(Records contained in a dataset)
☆ ☆ ☆
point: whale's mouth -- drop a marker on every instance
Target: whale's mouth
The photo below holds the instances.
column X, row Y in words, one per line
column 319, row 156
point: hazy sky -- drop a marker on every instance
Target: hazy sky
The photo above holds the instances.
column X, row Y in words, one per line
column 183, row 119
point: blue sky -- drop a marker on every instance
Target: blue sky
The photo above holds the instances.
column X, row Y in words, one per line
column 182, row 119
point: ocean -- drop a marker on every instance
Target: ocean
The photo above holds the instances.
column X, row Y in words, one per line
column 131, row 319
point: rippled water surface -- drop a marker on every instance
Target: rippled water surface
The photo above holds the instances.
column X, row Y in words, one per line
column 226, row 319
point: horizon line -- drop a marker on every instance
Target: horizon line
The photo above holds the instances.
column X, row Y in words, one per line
☆ ☆ ☆
What the exercise asks:
With nothing added or dropped, reproduce all the data exactly.

Output for this exercise:
point: whale's mouth -- drop a marker on every instance
Target: whale's mouth
The photo below holds the instances.
column X, row Y in words, one per line
column 319, row 156
point: hazy sky -- drop a marker on every instance
Target: hazy sky
The photo above holds the instances.
column X, row Y in words, one per line
column 183, row 119
point: blue sky -- drop a marker on every instance
Target: blue sky
The photo above holds the instances.
column X, row Y in words, one per line
column 182, row 119
point: ocean -- drop a marker on every instance
Target: ocean
The photo above holds the instances.
column X, row Y in words, one per line
column 131, row 319
point: rippled water surface -- drop a marker on every instance
Target: rippled water surface
The photo above holds the instances.
column X, row Y in words, one per line
column 226, row 319
point: horizon line -- drop a marker on every instance
Target: horizon line
The photo above holds the instances.
column X, row Y in words, one per line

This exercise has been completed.